But such a spirit will not easily produce great devotional poetry.
There are qualities in the religious poetry of simpler and purer souls
to which Donne seldom or never attains. The natural love of God which
overflows the pages of the great mystics, which dilates the heart
and the verses of a poet like the Dutchman Vondel, the ardour and
tenderness of Crashaw, the chaste, pure piety and penitence of
Herbert, the love from which devotion and ascetic self-denial come
unbidden--to these Donne never attained. The high and passionate joy
of _The Anniversary_ is not heard in his sonnets or hymns. Effort is
the note which predominates--the effort to realize the majesty of God,
the heinousness of sin, the terrors of Hell, the mercy of Christ.

[Location labeling records]
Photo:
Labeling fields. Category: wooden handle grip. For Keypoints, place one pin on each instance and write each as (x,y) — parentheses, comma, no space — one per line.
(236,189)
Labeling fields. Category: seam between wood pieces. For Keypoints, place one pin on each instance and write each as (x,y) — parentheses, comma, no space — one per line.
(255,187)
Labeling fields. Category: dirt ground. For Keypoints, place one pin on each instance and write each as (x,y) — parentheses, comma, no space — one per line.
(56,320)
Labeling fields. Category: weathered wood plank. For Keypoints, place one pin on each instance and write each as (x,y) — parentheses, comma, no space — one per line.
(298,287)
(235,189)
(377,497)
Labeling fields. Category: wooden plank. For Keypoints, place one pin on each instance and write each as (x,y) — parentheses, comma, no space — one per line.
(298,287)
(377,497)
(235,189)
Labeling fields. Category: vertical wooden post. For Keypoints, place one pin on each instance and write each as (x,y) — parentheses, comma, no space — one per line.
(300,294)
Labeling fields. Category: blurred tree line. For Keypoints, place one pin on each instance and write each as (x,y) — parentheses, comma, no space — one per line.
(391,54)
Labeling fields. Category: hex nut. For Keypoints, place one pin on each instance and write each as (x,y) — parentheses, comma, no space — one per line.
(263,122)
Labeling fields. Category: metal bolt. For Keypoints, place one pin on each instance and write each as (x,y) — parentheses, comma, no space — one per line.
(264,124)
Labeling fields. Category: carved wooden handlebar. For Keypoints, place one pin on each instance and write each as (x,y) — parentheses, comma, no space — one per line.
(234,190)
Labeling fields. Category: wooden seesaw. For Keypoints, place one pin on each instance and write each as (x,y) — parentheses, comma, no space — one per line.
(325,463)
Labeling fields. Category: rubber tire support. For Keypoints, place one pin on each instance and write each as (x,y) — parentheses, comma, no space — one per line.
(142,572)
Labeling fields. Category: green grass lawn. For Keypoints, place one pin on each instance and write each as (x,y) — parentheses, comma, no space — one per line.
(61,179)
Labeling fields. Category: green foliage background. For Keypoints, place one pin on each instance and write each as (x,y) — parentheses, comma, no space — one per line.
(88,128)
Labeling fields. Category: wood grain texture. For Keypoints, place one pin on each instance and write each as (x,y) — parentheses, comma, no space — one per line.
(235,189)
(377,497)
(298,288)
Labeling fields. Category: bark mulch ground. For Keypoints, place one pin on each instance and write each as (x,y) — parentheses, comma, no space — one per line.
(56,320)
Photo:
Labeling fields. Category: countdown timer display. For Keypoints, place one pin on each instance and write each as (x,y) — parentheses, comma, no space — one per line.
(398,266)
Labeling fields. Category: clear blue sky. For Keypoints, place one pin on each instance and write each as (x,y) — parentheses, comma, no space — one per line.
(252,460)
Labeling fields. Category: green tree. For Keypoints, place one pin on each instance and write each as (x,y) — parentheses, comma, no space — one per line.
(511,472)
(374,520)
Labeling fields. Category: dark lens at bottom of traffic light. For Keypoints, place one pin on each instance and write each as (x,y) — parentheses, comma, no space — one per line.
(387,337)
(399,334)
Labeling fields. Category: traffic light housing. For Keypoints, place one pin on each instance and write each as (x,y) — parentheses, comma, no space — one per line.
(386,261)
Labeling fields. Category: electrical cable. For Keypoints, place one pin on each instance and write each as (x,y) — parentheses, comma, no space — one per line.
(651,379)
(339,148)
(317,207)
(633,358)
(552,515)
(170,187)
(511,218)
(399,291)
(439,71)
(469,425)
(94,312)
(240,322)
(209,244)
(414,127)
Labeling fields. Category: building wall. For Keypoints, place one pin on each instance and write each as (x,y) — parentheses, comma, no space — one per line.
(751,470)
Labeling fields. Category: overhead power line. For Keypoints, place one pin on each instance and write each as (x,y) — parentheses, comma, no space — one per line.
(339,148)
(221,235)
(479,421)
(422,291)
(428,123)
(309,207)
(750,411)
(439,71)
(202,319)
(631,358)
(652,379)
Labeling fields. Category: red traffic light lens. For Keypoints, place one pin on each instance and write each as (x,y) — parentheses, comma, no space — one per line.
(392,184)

Requests:
- 1) Rewrite the passage on Donne's devotional poetry starting with "But such a spirit" and going on through "mercy of Christ.", replacing "heinousness" with "wickedness".
- 2) Summarize the passage on Donne's devotional poetry in two sentences.

Task-by-task solutions:
- 1)
But such a spirit will not easily produce great devotional poetry.
There are qualities in the religious poetry of simpler and purer souls
to which Donne seldom or never attains. The natural love of God which
overflows the pages of the great mystics, which dilates the heart
and the verses of a poet like the Dutchman Vondel, the ardour and
tenderness of Crashaw, the chaste, pure piety and penitence of
Herbert, the love from which devotion and ascetic self-denial come
unbidden--to these Donne never attained. The high and passionate joy
of _The Anniversary_ is not heard in his sonnets or hymns. Effort is
the note which predominates--the effort to realize the majesty of God,
the wickedness of sin, the terrors of Hell, the mercy of Christ.

- 2) Donne seldom or never attains the natural love of God, the ardor and tenderness, or the pure piety and penitence found in the religious poetry of simpler souls such as Vondel, Crashaw, and Herbert. The joy of The Anniversary is absent from his sonnets and hymns, where effort predominates: the effort to realize God's majesty, the heinousness of sin, the terrors of Hell, and the mercy of Christ.